Exercise directions | Reproduce the passage of the Bears draft excerpt word for word, from "Plus, Poles saw" to "through an exercise.".
-- Excerpt follows --
Later in Round 2, that same board led the Bears to Penn State safety Jaquan Brisker, whose disappointment that he wasn’t selected with one of the first 47 picks became the Bears’ delight.

In addition to Brisker’s talent, the Bears were attracted to his toughness, hunger, football acumen and team-first mentality.

“Everything you’ve heard myself and Matt talk about the last few months, he has that in him,” Poles said.

Another Halas Hall high-five session ensued.

Think big

NFL draft weekend always has been about optimism and hope, creating buzz inside 32 NFL buildings and convincing fans from San Francisco to New York, from Miami to Seattle that their teams are on the right path.

Thus it was little surprise that Poles emerged from his first draft as GM on Saturday night with confidence the Bears had made progress. The energy within the team’s draft room convinced him.

“From start to finish, with a lot of the guys we brought in, our scouts were excited, the coaches were excited, the coordinators were excited, the head coach was excited,” Poles said. “So I’m pumped about the direction this team is going.”

Without a first-round pick, the Bears faced a high degree of difficulty to turn this draft into something monumental. At the very least, Poles succeeded in multiplying his picks, making four trades Saturday that allowed the Bears to select 11 players rather than six.

The more swings the better, right?

Plus, Poles saw an opportunity to reward his scouts for their commitment. In fact, when the Bears reset their draft board for Saturday, Poles put his evaluators through an exercise.

“I asked the guys to walk in front of the board with a notepad and write down three guys that they’re absolutely convicted about,” he said. “We put stars on all their tags. And we ended up with a majority of them.

“Anytime someone has conviction about something it means something. They’ve spent a lot of time (on this). There’s no wavering. That was important.”

In due time, it almost certainly will be proven that the Bears draft board was more of an unreliable compass than an answer key. That’s just the nature of the draft — for every GM in every organization.

Four or five years from now, some internet genius will reorder the first couple rounds of the 2022 draft, and the revised board will look nothing like the one that came together last weekend.

But why waste anxiety on that right now? Why douse the flames of hope with glum warnings?
-- Excerpt concluded --
-- Source material follows --
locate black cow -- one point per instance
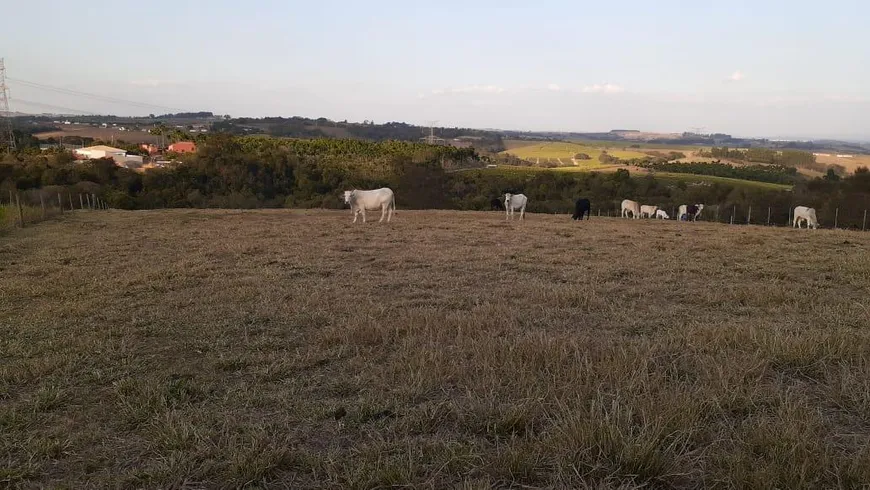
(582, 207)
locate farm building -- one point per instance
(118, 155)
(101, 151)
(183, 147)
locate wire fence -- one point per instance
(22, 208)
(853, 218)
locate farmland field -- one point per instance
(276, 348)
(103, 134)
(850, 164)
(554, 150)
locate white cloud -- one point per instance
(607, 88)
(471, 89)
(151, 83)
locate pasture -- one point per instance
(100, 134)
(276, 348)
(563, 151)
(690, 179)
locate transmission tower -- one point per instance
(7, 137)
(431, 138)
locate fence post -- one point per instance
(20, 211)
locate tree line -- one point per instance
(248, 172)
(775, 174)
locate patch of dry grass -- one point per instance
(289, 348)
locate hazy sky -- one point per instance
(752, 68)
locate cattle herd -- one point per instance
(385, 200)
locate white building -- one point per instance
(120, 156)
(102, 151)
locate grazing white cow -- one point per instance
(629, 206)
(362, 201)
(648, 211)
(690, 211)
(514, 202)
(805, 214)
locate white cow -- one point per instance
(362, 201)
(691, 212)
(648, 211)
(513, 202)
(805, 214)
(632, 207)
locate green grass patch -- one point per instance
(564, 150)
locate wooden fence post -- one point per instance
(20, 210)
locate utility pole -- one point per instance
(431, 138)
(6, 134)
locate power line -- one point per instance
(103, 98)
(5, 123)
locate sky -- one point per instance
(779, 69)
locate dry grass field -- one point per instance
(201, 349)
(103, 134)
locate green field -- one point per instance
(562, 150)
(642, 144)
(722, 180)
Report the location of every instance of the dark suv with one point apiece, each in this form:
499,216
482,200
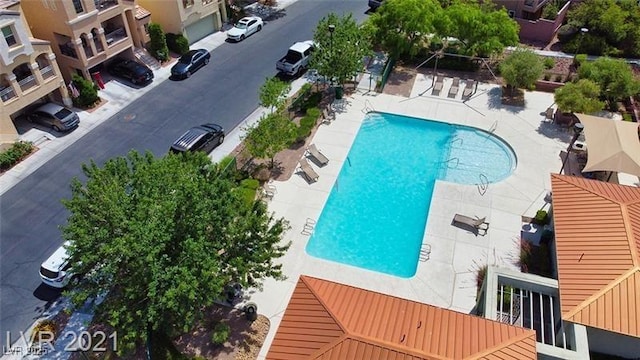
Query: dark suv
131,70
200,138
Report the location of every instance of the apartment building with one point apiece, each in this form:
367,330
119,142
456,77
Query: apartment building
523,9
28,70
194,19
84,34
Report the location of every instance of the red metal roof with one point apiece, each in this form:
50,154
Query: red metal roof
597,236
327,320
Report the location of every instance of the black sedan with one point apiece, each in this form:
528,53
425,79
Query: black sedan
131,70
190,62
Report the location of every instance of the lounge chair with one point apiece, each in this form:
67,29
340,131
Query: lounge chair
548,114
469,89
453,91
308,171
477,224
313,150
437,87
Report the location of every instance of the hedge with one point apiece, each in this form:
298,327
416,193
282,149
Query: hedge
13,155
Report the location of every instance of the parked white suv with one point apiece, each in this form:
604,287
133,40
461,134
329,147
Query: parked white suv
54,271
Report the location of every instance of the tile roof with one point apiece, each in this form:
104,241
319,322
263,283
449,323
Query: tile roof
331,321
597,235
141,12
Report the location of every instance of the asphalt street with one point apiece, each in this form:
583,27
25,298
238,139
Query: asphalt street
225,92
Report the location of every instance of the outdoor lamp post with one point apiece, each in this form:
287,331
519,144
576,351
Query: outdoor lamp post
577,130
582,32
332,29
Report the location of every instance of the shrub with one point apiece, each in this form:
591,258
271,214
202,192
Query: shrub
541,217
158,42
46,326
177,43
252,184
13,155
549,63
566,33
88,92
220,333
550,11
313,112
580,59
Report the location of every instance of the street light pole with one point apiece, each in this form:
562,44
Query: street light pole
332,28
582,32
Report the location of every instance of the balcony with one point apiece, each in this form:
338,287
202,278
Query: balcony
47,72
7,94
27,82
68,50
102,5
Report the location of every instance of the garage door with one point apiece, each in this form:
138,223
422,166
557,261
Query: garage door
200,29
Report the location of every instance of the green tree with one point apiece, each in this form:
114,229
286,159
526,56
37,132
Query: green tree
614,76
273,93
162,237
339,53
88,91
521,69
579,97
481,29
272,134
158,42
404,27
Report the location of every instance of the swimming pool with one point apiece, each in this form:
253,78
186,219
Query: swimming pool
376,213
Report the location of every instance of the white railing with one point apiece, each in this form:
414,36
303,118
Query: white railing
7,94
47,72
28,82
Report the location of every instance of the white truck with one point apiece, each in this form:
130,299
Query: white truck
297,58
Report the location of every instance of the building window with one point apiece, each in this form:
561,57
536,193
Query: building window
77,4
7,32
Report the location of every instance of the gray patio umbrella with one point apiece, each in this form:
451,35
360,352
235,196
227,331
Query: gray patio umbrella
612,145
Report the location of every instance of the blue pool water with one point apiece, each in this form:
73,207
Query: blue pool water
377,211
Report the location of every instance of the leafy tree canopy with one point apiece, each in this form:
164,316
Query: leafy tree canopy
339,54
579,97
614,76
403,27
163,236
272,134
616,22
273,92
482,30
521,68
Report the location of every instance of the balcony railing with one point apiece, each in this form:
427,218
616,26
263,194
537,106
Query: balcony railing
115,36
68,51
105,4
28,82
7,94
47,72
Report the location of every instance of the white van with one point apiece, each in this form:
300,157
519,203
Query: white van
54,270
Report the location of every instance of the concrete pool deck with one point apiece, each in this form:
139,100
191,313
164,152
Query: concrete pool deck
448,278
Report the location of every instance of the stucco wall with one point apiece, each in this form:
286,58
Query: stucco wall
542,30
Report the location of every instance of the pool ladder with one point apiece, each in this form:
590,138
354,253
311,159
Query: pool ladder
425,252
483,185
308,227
-- Source material concluded --
-- Source material follows --
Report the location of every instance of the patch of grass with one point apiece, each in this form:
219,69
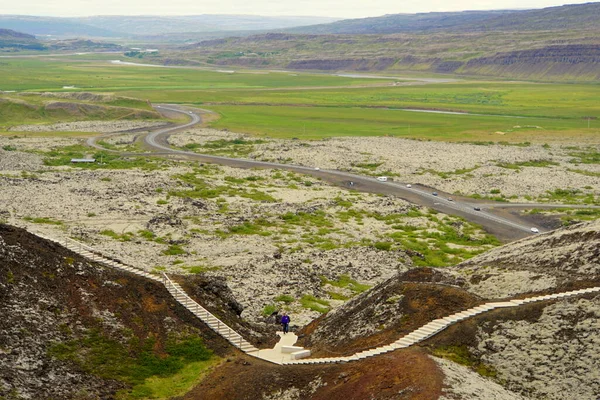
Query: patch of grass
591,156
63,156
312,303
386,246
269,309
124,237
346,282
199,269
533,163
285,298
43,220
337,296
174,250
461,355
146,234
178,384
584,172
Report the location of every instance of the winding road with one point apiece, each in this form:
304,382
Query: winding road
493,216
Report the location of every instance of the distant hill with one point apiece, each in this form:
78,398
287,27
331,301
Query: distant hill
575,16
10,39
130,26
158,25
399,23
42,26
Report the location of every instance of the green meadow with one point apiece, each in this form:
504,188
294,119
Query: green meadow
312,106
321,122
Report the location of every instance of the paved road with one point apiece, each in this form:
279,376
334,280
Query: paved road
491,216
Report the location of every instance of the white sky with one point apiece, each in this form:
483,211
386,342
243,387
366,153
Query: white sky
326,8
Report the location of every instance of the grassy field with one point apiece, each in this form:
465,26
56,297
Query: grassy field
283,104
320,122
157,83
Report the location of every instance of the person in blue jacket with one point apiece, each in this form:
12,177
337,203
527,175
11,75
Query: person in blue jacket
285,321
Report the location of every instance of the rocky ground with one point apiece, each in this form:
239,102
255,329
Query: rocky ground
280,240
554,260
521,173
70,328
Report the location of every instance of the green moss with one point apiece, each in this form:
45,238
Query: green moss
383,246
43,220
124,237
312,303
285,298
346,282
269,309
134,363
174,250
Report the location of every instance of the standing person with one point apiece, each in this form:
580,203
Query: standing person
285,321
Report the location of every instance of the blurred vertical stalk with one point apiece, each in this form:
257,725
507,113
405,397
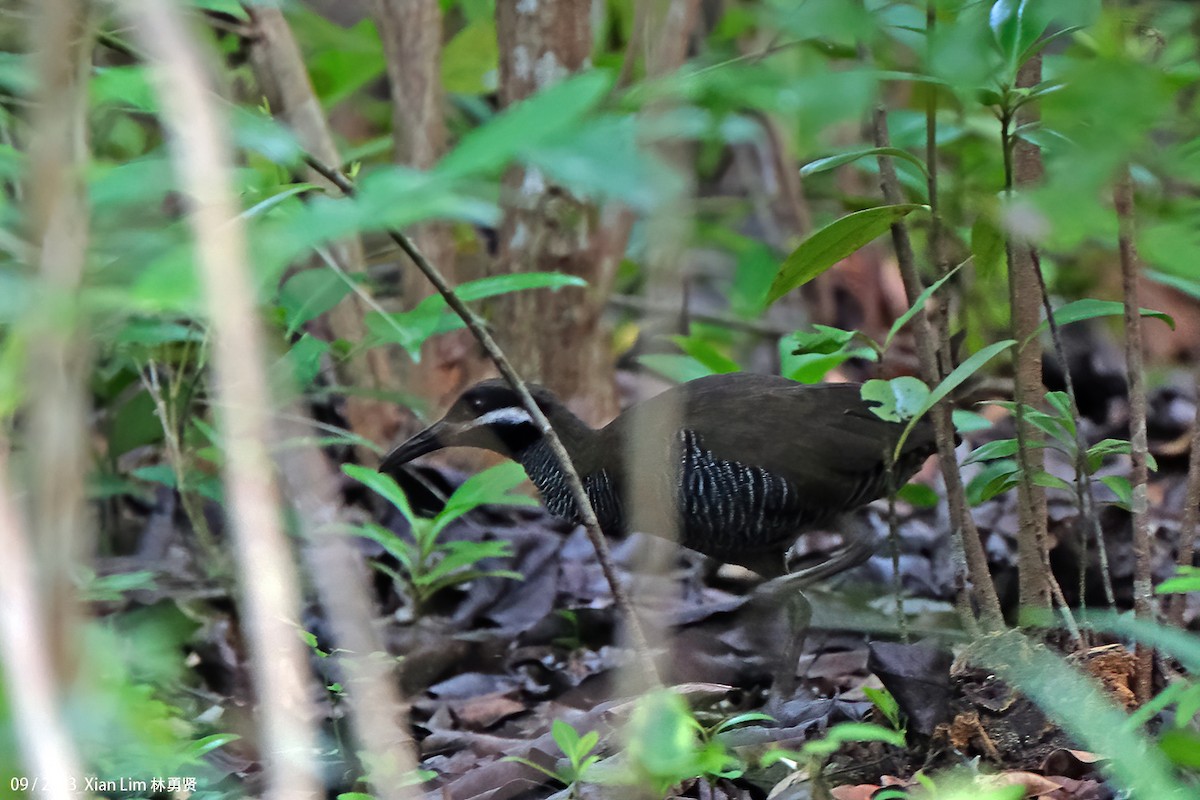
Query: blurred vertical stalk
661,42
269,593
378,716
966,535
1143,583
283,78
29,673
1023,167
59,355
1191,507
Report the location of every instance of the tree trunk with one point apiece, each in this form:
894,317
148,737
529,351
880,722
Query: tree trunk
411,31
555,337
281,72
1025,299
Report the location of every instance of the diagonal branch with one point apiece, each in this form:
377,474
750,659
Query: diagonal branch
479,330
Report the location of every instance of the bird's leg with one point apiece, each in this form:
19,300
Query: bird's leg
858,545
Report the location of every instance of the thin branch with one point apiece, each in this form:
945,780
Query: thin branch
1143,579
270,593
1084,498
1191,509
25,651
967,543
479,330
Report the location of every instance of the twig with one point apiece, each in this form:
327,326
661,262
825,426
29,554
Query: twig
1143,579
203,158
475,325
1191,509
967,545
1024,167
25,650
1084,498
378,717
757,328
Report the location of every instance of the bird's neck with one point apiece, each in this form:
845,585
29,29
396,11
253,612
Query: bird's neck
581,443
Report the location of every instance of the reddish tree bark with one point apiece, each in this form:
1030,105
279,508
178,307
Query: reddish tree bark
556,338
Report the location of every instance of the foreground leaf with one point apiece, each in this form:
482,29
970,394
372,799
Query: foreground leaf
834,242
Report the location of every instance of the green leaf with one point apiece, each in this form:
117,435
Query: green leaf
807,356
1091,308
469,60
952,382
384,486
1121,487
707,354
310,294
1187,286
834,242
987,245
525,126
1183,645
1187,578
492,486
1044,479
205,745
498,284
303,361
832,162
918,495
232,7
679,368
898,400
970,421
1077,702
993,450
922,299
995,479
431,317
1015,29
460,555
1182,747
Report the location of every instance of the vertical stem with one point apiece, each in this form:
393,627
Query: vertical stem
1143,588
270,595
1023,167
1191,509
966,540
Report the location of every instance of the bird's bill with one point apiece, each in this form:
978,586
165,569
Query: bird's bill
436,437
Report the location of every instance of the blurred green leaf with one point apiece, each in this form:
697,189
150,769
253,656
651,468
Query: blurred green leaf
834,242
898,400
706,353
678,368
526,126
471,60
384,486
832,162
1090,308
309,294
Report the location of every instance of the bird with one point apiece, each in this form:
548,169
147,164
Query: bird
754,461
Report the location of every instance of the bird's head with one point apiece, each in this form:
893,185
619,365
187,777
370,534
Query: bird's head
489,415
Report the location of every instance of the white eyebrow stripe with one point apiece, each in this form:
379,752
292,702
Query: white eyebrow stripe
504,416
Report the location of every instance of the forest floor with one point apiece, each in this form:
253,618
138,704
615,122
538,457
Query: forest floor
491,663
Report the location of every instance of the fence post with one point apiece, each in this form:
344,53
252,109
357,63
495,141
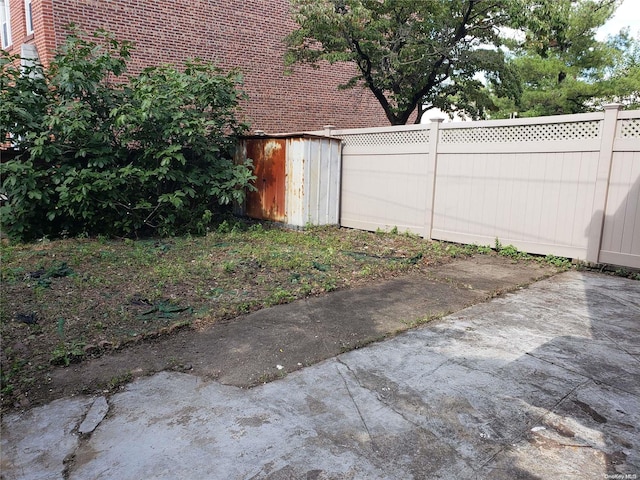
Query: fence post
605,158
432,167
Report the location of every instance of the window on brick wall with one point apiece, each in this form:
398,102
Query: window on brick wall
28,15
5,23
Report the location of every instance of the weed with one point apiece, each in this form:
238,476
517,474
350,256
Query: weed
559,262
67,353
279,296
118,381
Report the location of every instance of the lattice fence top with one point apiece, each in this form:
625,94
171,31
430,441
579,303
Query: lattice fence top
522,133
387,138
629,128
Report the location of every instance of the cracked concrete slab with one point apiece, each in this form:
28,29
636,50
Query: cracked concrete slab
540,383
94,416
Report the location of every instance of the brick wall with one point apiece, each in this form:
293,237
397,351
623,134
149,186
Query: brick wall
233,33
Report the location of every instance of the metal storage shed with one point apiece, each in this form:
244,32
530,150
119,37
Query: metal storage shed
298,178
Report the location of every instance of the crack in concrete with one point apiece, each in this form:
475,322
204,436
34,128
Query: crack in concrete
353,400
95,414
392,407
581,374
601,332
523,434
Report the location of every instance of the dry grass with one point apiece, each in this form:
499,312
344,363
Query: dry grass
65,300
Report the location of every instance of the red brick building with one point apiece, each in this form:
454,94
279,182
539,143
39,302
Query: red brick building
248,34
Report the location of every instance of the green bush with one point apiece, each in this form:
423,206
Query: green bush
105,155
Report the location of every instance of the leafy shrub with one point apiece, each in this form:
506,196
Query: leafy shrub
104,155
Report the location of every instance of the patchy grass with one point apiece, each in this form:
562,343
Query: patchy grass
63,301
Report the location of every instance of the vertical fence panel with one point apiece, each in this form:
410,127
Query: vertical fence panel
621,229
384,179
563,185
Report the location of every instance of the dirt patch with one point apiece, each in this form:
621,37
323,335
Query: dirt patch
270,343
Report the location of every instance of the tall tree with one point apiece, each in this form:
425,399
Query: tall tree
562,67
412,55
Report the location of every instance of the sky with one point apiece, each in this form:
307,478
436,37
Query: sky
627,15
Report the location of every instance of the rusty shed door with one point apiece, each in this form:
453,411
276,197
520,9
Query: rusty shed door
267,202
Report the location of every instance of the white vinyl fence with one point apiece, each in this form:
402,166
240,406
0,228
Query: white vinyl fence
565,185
-- Source material concluded --
-- Source material follows --
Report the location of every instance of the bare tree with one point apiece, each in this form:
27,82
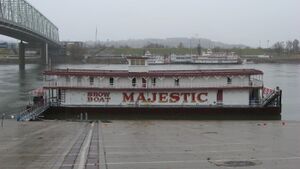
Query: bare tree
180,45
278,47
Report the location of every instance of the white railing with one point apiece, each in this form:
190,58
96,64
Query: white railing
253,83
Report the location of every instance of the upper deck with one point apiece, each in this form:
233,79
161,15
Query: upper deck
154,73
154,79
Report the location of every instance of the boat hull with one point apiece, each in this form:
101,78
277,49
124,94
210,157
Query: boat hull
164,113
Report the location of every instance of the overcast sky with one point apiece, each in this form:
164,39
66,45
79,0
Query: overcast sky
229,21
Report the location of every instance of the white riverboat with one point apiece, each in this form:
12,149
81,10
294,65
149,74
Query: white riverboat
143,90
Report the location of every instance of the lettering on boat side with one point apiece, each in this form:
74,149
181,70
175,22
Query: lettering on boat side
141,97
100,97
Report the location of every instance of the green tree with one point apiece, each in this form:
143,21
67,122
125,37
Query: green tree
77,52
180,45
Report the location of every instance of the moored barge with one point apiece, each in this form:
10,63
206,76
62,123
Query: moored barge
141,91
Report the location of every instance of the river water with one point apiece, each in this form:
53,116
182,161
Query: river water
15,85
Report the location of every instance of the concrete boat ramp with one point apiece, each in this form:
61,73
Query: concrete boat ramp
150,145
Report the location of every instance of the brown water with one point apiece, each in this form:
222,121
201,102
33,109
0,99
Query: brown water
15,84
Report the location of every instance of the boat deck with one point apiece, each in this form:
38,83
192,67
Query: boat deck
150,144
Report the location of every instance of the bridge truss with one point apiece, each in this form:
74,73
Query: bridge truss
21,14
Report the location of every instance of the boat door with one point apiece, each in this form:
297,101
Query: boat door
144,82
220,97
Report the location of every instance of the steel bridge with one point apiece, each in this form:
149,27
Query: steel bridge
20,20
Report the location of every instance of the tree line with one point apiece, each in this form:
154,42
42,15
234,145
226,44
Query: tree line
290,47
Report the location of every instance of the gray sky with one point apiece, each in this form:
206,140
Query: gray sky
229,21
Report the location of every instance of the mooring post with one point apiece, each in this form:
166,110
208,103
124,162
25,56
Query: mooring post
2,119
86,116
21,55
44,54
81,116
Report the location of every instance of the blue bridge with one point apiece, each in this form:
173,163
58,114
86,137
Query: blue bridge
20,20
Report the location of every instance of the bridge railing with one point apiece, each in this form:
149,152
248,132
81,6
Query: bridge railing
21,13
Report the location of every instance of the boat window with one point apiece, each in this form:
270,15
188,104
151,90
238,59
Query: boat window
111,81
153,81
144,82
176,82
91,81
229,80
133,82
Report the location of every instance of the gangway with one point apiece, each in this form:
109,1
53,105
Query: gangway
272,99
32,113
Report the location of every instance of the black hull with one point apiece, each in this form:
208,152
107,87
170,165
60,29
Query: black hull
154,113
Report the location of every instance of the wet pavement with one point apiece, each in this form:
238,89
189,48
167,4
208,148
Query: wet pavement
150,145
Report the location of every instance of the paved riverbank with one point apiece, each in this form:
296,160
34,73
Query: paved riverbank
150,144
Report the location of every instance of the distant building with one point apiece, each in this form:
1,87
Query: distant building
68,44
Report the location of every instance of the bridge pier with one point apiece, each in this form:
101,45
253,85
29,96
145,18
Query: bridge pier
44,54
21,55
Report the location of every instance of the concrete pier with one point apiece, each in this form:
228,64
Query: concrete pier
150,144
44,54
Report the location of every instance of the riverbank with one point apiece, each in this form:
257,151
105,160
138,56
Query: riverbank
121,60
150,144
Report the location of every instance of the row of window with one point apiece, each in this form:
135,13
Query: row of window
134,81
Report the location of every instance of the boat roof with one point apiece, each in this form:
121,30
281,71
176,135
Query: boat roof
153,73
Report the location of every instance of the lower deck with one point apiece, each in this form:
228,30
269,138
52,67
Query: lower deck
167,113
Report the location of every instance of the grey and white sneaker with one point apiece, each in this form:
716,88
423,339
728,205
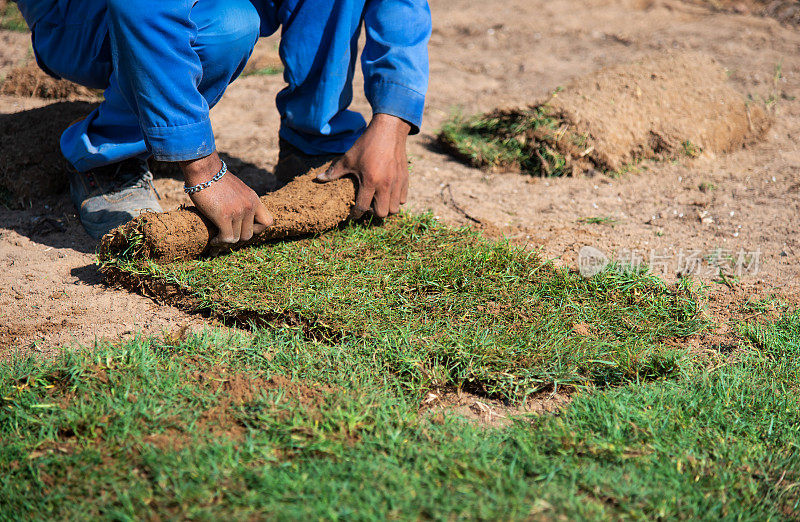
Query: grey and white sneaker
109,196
-- Source material concluded --
Solution for this task |
Plus, Poles saw an opportunity to reward his scouts for their commitment. In fact, when the Bears reset their draft board for Saturday, Poles put his evaluators through an exercise.